→ **Assignment**
The answer must consist of every line in the data that contains "small".

→ **Records provided**
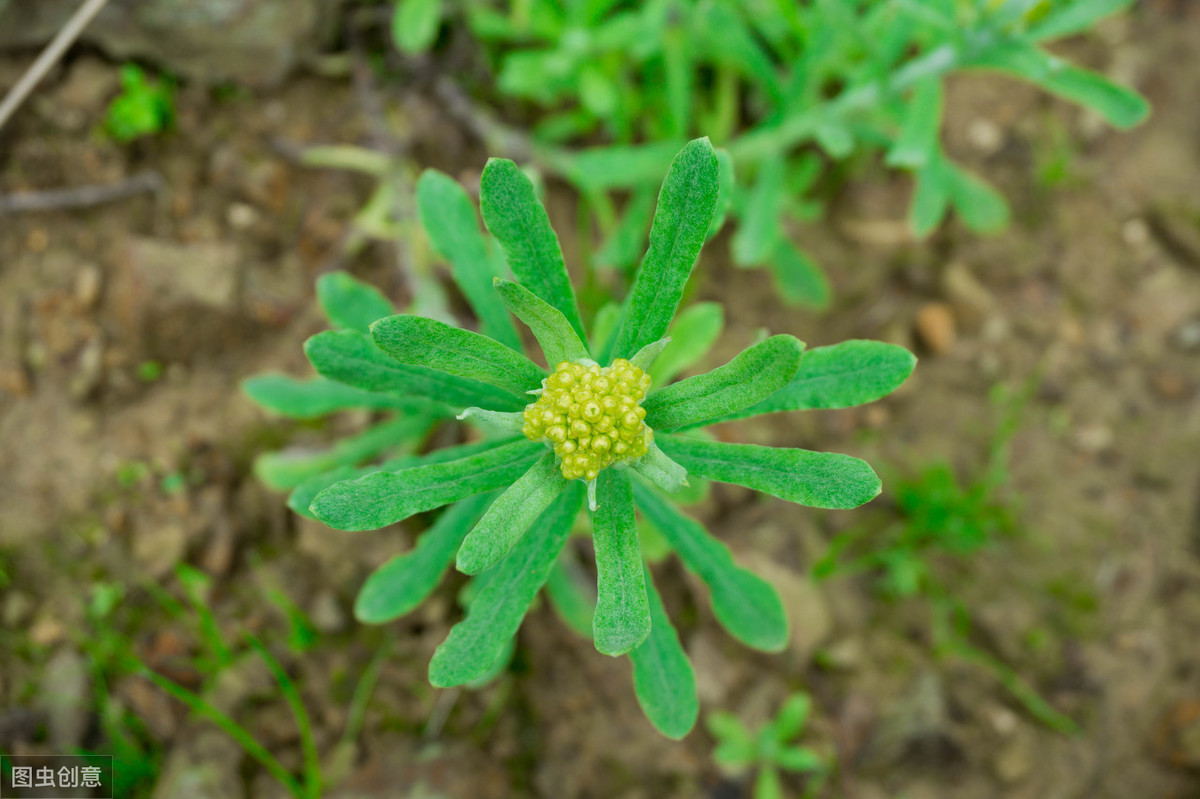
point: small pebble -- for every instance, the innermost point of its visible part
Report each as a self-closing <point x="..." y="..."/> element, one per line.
<point x="935" y="326"/>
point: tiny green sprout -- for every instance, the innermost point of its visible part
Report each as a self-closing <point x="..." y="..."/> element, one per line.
<point x="594" y="426"/>
<point x="768" y="751"/>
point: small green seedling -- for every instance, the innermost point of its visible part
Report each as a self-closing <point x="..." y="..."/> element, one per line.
<point x="143" y="108"/>
<point x="771" y="751"/>
<point x="592" y="427"/>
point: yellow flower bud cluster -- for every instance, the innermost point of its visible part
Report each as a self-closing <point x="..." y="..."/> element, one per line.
<point x="592" y="416"/>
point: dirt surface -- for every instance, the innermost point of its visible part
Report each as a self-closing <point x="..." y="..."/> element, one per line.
<point x="127" y="448"/>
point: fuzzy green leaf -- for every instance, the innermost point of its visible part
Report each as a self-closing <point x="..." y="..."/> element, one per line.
<point x="414" y="25"/>
<point x="287" y="469"/>
<point x="797" y="276"/>
<point x="295" y="398"/>
<point x="843" y="376"/>
<point x="510" y="516"/>
<point x="558" y="340"/>
<point x="744" y="604"/>
<point x="814" y="479"/>
<point x="351" y="304"/>
<point x="687" y="203"/>
<point x="623" y="616"/>
<point x="496" y="611"/>
<point x="664" y="680"/>
<point x="419" y="341"/>
<point x="753" y="376"/>
<point x="388" y="497"/>
<point x="352" y="358"/>
<point x="449" y="217"/>
<point x="407" y="580"/>
<point x="519" y="221"/>
<point x="693" y="332"/>
<point x="304" y="494"/>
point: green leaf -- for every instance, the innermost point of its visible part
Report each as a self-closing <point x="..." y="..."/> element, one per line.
<point x="982" y="208"/>
<point x="798" y="278"/>
<point x="317" y="397"/>
<point x="727" y="178"/>
<point x="624" y="244"/>
<point x="352" y="358"/>
<point x="414" y="24"/>
<point x="495" y="613"/>
<point x="685" y="209"/>
<point x="571" y="598"/>
<point x="753" y="376"/>
<point x="843" y="376"/>
<point x="510" y="516"/>
<point x="449" y="217"/>
<point x="663" y="678"/>
<point x="1121" y="107"/>
<point x="519" y="221"/>
<point x="303" y="496"/>
<point x="349" y="302"/>
<point x="815" y="479"/>
<point x="388" y="497"/>
<point x="288" y="468"/>
<point x="661" y="470"/>
<point x="419" y="341"/>
<point x="693" y="332"/>
<point x="407" y="580"/>
<point x="623" y="616"/>
<point x="759" y="226"/>
<point x="558" y="340"/>
<point x="919" y="140"/>
<point x="744" y="604"/>
<point x="791" y="718"/>
<point x="931" y="197"/>
<point x="1066" y="19"/>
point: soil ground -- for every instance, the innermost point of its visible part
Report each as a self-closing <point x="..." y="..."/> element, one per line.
<point x="127" y="449"/>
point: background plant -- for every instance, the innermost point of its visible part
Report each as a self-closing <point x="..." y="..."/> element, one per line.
<point x="771" y="750"/>
<point x="792" y="90"/>
<point x="510" y="509"/>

→ **Your solution**
point: small pebble -- for every instance, the innermost point of its visible part
point: small green seedling -- for every instance, the innermost point of its visible part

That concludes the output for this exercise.